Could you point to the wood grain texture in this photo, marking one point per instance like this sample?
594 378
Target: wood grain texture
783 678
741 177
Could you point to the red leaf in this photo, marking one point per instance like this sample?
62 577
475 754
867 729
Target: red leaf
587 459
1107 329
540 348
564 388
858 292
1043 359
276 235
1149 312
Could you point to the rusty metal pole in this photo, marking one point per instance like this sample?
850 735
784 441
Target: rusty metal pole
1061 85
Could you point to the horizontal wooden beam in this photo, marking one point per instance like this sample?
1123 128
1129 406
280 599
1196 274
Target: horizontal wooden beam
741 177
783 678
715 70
────────────────────────────────────────
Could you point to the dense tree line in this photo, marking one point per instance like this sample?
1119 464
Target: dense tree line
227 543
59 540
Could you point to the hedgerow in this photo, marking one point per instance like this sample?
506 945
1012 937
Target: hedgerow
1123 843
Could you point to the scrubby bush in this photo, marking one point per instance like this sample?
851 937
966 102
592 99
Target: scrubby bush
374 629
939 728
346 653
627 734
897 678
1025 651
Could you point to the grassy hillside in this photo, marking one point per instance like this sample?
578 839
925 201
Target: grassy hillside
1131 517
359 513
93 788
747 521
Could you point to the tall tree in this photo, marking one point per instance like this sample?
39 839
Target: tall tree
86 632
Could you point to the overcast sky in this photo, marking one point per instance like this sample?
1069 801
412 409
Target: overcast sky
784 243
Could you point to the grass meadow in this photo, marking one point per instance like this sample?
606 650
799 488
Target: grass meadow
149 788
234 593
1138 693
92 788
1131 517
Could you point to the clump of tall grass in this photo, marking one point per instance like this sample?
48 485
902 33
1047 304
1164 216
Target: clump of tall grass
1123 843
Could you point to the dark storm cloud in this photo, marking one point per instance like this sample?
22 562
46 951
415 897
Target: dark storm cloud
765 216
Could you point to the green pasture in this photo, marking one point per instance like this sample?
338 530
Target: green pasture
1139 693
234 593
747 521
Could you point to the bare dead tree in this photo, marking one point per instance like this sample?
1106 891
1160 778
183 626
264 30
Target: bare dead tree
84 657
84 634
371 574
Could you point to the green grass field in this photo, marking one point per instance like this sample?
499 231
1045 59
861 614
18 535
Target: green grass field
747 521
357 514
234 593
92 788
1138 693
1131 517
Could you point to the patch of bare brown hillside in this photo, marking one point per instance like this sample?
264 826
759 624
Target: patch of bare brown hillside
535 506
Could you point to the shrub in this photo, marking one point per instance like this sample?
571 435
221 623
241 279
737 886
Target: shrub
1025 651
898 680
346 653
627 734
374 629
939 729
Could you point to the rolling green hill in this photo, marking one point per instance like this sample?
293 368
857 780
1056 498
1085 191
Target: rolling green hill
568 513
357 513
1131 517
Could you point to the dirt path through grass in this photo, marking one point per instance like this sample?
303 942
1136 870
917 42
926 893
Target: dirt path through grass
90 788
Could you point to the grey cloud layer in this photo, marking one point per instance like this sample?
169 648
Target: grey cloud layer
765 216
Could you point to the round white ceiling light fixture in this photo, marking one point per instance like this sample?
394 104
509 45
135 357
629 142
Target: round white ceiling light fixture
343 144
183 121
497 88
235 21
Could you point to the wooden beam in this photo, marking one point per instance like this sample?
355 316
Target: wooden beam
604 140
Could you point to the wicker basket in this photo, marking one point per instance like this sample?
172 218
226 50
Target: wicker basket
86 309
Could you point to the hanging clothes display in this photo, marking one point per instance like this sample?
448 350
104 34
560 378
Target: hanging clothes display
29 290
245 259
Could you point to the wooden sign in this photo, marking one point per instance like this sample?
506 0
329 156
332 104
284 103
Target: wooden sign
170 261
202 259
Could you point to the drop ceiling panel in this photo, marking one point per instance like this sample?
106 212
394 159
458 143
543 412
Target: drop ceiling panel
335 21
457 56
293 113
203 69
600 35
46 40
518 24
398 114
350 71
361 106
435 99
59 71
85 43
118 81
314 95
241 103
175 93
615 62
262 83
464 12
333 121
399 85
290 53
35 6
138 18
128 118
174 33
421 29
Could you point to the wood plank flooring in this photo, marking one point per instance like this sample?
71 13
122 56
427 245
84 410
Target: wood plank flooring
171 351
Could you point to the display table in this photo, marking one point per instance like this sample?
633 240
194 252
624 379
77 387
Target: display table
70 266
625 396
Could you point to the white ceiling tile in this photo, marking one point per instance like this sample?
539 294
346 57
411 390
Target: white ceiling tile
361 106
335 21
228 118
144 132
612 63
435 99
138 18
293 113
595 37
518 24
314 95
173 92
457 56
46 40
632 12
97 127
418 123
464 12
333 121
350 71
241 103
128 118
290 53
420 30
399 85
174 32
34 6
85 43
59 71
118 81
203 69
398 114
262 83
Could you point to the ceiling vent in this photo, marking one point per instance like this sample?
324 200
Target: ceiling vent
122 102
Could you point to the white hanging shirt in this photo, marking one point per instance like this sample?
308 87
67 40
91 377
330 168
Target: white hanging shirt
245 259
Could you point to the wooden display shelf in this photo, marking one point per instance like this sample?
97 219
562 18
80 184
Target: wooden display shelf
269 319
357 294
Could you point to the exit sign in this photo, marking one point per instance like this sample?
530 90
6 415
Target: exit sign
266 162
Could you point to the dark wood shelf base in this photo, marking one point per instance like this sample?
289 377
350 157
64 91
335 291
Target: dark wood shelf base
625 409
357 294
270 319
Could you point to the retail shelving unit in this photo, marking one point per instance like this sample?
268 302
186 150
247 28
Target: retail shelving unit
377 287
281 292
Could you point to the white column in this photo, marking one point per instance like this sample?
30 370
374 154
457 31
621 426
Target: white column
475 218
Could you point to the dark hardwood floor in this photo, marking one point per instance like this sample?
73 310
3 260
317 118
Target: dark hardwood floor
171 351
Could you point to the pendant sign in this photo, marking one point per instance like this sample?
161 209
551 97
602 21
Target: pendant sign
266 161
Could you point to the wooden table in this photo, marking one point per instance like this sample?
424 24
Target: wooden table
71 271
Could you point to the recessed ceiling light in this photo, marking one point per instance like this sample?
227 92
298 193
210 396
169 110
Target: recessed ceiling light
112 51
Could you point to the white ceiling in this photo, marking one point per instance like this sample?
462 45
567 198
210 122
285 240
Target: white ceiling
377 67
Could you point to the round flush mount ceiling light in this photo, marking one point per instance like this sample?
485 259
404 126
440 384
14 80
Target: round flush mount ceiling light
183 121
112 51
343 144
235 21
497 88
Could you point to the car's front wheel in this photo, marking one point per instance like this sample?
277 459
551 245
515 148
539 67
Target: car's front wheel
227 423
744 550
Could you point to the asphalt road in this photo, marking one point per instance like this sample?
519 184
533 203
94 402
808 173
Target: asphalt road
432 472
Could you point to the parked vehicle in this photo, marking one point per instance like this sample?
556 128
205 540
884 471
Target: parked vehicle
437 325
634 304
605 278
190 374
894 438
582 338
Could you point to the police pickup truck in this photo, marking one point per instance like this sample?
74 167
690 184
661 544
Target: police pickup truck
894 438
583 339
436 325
────────────────────────────────────────
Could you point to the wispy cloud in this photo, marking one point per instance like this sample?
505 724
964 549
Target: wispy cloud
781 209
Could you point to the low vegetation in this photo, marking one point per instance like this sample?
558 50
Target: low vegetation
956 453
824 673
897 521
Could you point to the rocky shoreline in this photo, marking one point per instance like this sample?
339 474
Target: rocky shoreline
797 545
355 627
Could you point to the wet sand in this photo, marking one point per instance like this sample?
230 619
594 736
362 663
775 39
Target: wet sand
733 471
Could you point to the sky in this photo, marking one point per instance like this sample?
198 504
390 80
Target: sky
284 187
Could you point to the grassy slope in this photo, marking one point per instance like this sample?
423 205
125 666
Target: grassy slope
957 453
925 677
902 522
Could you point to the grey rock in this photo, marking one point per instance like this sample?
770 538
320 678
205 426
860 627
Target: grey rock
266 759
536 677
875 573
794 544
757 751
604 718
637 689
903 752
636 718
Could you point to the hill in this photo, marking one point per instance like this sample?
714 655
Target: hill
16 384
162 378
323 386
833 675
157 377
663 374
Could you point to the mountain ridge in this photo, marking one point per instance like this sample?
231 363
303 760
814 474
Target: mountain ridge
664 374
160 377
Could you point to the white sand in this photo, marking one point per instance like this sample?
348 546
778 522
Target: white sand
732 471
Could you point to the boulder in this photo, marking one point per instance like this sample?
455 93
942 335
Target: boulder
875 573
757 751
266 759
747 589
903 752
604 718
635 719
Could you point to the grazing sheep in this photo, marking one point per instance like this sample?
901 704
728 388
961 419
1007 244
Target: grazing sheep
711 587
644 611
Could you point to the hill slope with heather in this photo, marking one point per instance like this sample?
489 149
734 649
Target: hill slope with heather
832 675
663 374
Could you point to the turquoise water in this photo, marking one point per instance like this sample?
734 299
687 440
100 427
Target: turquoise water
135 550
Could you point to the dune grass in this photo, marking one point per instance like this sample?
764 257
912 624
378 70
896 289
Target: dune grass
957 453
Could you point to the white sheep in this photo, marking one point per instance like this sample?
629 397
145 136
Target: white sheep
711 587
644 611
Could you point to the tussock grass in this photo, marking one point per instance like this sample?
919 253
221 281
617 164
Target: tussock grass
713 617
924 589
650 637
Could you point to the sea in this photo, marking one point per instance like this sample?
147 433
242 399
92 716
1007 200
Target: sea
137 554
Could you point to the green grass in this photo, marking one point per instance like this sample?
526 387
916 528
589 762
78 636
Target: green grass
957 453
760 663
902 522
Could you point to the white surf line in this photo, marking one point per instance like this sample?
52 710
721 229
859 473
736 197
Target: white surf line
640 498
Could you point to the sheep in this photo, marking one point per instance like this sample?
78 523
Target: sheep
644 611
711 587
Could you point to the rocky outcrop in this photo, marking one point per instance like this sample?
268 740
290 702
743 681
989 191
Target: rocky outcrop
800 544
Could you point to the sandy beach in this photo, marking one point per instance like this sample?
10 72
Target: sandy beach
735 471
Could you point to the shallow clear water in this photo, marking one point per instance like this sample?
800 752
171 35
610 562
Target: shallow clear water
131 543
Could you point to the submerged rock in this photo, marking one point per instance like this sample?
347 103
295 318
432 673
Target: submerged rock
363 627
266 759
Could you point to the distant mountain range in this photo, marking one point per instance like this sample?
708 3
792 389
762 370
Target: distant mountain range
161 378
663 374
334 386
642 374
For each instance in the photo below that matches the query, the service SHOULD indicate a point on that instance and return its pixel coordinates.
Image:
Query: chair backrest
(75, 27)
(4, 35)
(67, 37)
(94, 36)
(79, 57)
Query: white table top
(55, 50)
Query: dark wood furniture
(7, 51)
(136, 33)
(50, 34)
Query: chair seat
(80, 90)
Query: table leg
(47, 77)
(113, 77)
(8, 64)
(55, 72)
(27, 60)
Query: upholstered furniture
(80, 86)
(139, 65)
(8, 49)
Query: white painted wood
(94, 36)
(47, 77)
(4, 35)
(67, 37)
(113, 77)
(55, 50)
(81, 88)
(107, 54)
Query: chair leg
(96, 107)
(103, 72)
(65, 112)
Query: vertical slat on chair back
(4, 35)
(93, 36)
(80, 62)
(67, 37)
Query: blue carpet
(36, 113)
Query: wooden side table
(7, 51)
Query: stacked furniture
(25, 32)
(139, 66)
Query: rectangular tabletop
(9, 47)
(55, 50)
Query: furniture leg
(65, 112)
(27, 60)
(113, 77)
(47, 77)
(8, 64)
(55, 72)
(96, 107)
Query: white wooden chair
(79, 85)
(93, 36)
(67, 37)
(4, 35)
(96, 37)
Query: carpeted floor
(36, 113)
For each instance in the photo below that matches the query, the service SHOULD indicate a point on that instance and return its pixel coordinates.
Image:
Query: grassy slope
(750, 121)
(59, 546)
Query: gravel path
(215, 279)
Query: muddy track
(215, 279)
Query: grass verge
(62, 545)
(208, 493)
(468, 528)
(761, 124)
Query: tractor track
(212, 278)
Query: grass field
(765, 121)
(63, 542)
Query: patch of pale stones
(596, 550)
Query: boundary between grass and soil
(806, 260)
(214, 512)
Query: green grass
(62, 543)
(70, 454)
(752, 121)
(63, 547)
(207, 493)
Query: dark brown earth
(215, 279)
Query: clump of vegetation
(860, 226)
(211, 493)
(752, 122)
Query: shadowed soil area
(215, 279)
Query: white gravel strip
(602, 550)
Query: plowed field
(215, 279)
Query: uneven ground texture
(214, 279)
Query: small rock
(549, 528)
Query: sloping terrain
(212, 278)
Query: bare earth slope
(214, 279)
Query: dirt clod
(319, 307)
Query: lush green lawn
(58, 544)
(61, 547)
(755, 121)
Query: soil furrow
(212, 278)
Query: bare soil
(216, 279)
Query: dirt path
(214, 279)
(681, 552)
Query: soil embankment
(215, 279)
────────────────────────────────────────
■ **WRITTEN INSTRUCTION**
Pick out each line in the records above that contains the string "basket", and copy every such line in full.

■ **OUTPUT FOR THIS TASK**
Could you point to the wicker basket in this photo, marking one point per instance like this sample?
Target: wicker basket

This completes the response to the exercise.